PROBLEM STATEMENT →
Down to the final line, print the records again exactly.

----- DATA IN THIS EXERCISE

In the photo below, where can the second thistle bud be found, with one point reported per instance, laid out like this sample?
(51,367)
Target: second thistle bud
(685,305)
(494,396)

----------

RESULT OF THE TASK →
In the photo below, where can the second thistle bud be found, with one point reported per instance, laid out like this sample?
(51,367)
Target: second thistle bud
(685,305)
(494,396)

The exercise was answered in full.